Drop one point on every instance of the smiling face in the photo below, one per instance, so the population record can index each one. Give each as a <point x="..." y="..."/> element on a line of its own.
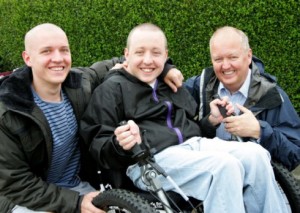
<point x="231" y="57"/>
<point x="47" y="52"/>
<point x="146" y="53"/>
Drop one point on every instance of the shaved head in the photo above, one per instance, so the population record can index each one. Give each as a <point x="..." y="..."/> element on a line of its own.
<point x="230" y="32"/>
<point x="35" y="32"/>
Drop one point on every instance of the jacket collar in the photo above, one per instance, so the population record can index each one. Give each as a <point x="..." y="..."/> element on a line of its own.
<point x="263" y="93"/>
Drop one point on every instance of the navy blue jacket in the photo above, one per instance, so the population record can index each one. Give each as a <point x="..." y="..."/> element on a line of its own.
<point x="279" y="121"/>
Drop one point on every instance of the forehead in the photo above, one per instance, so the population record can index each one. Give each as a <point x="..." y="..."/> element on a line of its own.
<point x="147" y="39"/>
<point x="45" y="39"/>
<point x="226" y="43"/>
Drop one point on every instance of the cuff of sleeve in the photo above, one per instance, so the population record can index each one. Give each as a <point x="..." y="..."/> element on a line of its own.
<point x="168" y="65"/>
<point x="78" y="209"/>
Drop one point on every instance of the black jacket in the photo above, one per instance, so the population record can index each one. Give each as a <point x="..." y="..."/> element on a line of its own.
<point x="26" y="141"/>
<point x="124" y="97"/>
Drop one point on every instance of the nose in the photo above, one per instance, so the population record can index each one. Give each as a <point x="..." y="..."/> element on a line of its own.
<point x="226" y="64"/>
<point x="148" y="58"/>
<point x="57" y="56"/>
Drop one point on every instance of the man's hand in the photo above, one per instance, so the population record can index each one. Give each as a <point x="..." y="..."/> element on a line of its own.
<point x="216" y="117"/>
<point x="245" y="125"/>
<point x="128" y="135"/>
<point x="174" y="79"/>
<point x="119" y="66"/>
<point x="87" y="206"/>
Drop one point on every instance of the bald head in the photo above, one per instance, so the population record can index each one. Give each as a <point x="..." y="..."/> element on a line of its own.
<point x="229" y="33"/>
<point x="145" y="27"/>
<point x="40" y="30"/>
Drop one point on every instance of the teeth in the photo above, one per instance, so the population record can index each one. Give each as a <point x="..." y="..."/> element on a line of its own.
<point x="147" y="70"/>
<point x="57" y="68"/>
<point x="228" y="72"/>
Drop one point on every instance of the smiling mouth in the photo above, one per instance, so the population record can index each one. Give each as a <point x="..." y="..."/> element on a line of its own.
<point x="228" y="72"/>
<point x="57" y="68"/>
<point x="147" y="70"/>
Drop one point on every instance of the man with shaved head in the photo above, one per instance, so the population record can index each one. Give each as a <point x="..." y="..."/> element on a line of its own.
<point x="227" y="177"/>
<point x="44" y="164"/>
<point x="265" y="114"/>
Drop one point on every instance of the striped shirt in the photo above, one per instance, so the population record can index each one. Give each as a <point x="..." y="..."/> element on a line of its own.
<point x="65" y="164"/>
<point x="238" y="97"/>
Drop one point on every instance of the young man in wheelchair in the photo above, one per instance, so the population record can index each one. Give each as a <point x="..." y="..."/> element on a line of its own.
<point x="229" y="177"/>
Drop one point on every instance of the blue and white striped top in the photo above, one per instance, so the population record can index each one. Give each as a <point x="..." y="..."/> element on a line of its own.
<point x="66" y="154"/>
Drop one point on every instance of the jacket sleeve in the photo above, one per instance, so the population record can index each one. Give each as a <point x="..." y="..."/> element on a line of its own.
<point x="98" y="123"/>
<point x="280" y="132"/>
<point x="5" y="204"/>
<point x="21" y="186"/>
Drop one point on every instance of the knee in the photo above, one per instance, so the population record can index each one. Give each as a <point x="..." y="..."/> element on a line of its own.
<point x="256" y="151"/>
<point x="230" y="164"/>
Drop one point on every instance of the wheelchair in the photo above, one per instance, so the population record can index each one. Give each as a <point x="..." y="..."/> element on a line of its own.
<point x="120" y="195"/>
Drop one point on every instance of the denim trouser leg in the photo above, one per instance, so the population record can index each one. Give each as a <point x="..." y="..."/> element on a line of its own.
<point x="219" y="174"/>
<point x="261" y="192"/>
<point x="215" y="179"/>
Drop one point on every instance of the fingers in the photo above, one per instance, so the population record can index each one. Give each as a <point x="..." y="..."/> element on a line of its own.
<point x="128" y="135"/>
<point x="87" y="205"/>
<point x="174" y="79"/>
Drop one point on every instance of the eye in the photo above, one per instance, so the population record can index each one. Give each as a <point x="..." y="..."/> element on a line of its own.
<point x="65" y="50"/>
<point x="233" y="58"/>
<point x="218" y="60"/>
<point x="46" y="51"/>
<point x="139" y="52"/>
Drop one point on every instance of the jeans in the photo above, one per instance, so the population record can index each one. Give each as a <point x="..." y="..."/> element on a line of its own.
<point x="82" y="188"/>
<point x="231" y="177"/>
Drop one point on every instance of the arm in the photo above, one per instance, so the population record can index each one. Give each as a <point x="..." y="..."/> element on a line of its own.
<point x="5" y="204"/>
<point x="98" y="124"/>
<point x="19" y="184"/>
<point x="280" y="132"/>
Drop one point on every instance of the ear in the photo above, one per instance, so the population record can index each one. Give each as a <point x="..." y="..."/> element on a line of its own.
<point x="249" y="56"/>
<point x="126" y="53"/>
<point x="26" y="58"/>
<point x="167" y="53"/>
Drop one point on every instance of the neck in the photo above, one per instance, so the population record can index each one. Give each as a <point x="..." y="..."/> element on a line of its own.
<point x="48" y="94"/>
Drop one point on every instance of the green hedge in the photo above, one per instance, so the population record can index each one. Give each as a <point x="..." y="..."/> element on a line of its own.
<point x="97" y="29"/>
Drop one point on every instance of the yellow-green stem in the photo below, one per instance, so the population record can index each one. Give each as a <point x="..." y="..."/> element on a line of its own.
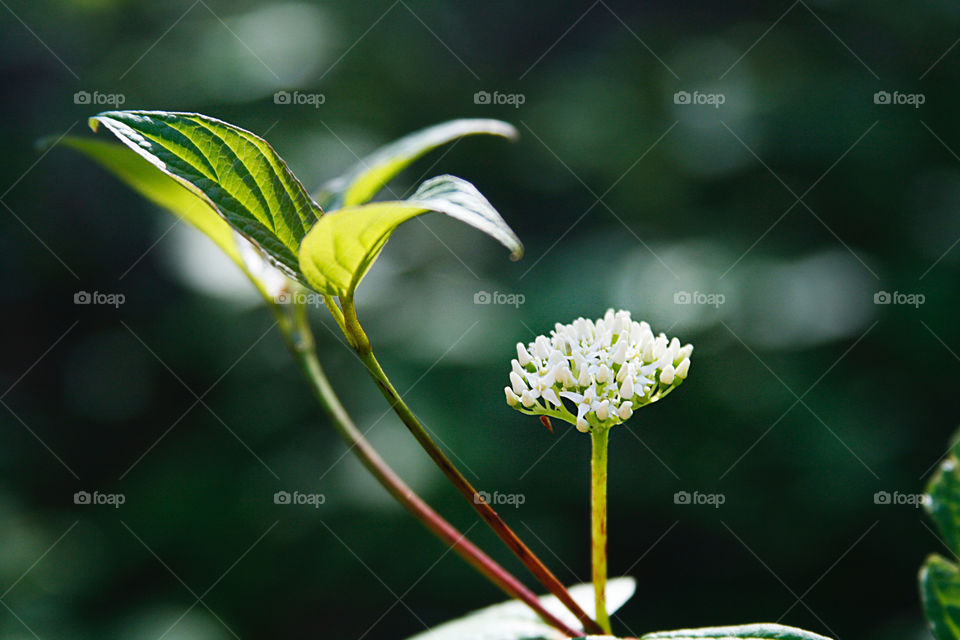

WORK TO DO:
Write out every one of the entries above word for word, omitting the pictures.

SOLUTION TO THIS PROBLEM:
Drop one point on every instance of the smiling face in the photo below, one per instance, so the population record can index each one. Give each as a <point x="..." y="..."/> element on a line of its own.
<point x="231" y="57"/>
<point x="47" y="52"/>
<point x="146" y="53"/>
Drop one point on every instance of the shaved head in the photo above, one per instance, so the population record can index each one. Give each as a <point x="..." y="..."/> element on a line of its own.
<point x="230" y="32"/>
<point x="35" y="32"/>
Drop one point on every instance of the jacket collar in the photo above, one per instance, so the population record can index each one. Give each as a <point x="..." y="..."/> element on a line of its own.
<point x="263" y="93"/>
Drop one point on every instance of the navy blue jacket in the photo above, one per instance, so the population record can index each one. Give each as a <point x="..." y="..."/> element on a line of its own.
<point x="279" y="121"/>
Drop one point on every instance of the forehead in the photo above, one per instance, so the population record can index each one. Give each as a <point x="..." y="..."/> element on a line of its own.
<point x="147" y="39"/>
<point x="45" y="39"/>
<point x="226" y="43"/>
Drop one point on every instance of the cuff of sleeve in the photo above, one per instance, so the population record can index each one. Give each as a <point x="..." y="..."/> element on a line of its own.
<point x="168" y="65"/>
<point x="78" y="209"/>
Drop one point on every instance of the black jacket in the photo above, one per instance, so the population record can index each one. Give each as a <point x="..." y="..."/> element on a line of its own.
<point x="26" y="141"/>
<point x="124" y="97"/>
Drop one point on every instance of the nose in the photo above, one per instance, so the population record can index each one. Give each as a <point x="..." y="..."/> element on a line of its own.
<point x="226" y="64"/>
<point x="148" y="58"/>
<point x="57" y="56"/>
Drop one point on every instance of the man's hand in the photo above, one per instance, so the population record can index each one. Give each as a <point x="..." y="..."/> element on a line of its own.
<point x="216" y="117"/>
<point x="245" y="125"/>
<point x="128" y="135"/>
<point x="174" y="79"/>
<point x="119" y="66"/>
<point x="87" y="206"/>
Drop one point on every instance of the bald head in the photo above, one per instance, so the population record can index each one. Give each as a <point x="..." y="..."/> element on a line of its own.
<point x="229" y="33"/>
<point x="145" y="27"/>
<point x="40" y="30"/>
Drop one point on every instance of the teeth in the photo above, one per instance, so the population record can index each one. Give each as a <point x="..." y="..."/> element on a line of its own.
<point x="147" y="70"/>
<point x="57" y="68"/>
<point x="228" y="72"/>
Drop one point on every instance of the smiling mouth in the photo above, one per instance, so the population record can index each one. Give each as a <point x="..." y="..."/> element on a line of its own.
<point x="228" y="72"/>
<point x="57" y="68"/>
<point x="147" y="70"/>
Drop one point on every instance of the man with shaved head in the photo above, one per instance, so the population record can index each one. Give each as a <point x="..." y="..."/> element on a line of its own.
<point x="227" y="177"/>
<point x="44" y="164"/>
<point x="265" y="114"/>
Drop one point on every instance of the striped shirt in the photo above, one per instance, so the population record can index each one. Give each as a <point x="..." y="..."/> element on a line of its own.
<point x="65" y="164"/>
<point x="238" y="97"/>
Drop one point on every instance of the young man in wheelchair in the photo above, one per instance, so the population record can index each one. Give each as a <point x="..." y="..."/> element on a line of its own.
<point x="229" y="177"/>
Drop one point on every instance of the blue and white striped top in the photo above, one per instance, so the population record can index each one. Give each as a <point x="..." y="..."/> element on a line of its own.
<point x="66" y="154"/>
Drop one point on every instance of the jacket sleeve in the photo above, one per instance, so the population record can index each one. Give each as a <point x="..." y="..."/> element on a line of its own.
<point x="98" y="123"/>
<point x="280" y="132"/>
<point x="5" y="204"/>
<point x="21" y="186"/>
Drop one point on every instance of the knee in the photo above, one per instance, so the population record can index each one. Give each as a <point x="..." y="..."/> element on a line of its own.
<point x="256" y="151"/>
<point x="230" y="164"/>
Drop one point on every instance of the wheelchair in the photo above, one per instance, so the population record can index each one. Give each as a <point x="..." y="..."/> element on a line of its own.
<point x="120" y="195"/>
Drop one point on every instance of the denim trouser leg in the photo above, one per instance, so the population record can index each one. Give each as a <point x="..." y="..."/> element on a line of its own.
<point x="219" y="174"/>
<point x="261" y="192"/>
<point x="215" y="179"/>
Drop one point on every instance of the fingers in the photo above, one per instance, so the population record can index each one. Give each as a <point x="..." y="..."/> element on a line of its own.
<point x="128" y="135"/>
<point x="87" y="205"/>
<point x="174" y="79"/>
Drop one point on every instance of the eye in the photo above, one per instance, so the population record can index each one. Give each as a <point x="..." y="..."/> element on a line of its own.
<point x="65" y="50"/>
<point x="233" y="58"/>
<point x="218" y="60"/>
<point x="46" y="51"/>
<point x="139" y="52"/>
Drop one point on every instance of the jeans in the photo above, one per instance, so the population record can index each one. Give each as a <point x="..." y="..."/> element on a line of its own.
<point x="82" y="188"/>
<point x="231" y="177"/>
Drop one point on every instance of the arm in the photo above, one per instance, so the population record can index each one. Give each as a <point x="..." y="..."/> element on a line of its own.
<point x="5" y="204"/>
<point x="98" y="124"/>
<point x="19" y="184"/>
<point x="280" y="132"/>
Drop one point on every instance of the ear in the photo above, one per instance, so the population record can index each one. Give each as a <point x="..." y="..."/> element on a line of its own.
<point x="249" y="56"/>
<point x="126" y="53"/>
<point x="26" y="58"/>
<point x="167" y="53"/>
Drop one point on every instance of the neck in the photo above, one per instance, so the population record can index each one. Give each as a <point x="..." y="..."/> element on a line of its own.
<point x="48" y="94"/>
Drop one point on every instance of the green hedge in the photo above, one per instance, so the population record can index each one. Give each as a <point x="..." y="..."/> element on a line of its own.
<point x="97" y="29"/>
Drop one point on every instance of the yellow-green stem in the photo below, one per instance, so the population record can index each one. Give each as a <point x="..." y="..."/> element on a line of its own.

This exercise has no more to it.